**YOUR TASK**
Quote the full listing word for word.

======== DATASET ROWS

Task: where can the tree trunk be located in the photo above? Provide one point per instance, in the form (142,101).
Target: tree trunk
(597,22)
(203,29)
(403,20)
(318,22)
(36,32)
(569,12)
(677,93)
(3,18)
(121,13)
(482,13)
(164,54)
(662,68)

================

**REPLY TO THE TASK**
Task: where can the tree trunk be located in the photo above? Provide one point per instance, in the form (142,101).
Target: tree trunk
(597,22)
(203,29)
(403,20)
(318,22)
(36,32)
(569,12)
(677,93)
(3,18)
(121,13)
(482,13)
(164,54)
(662,68)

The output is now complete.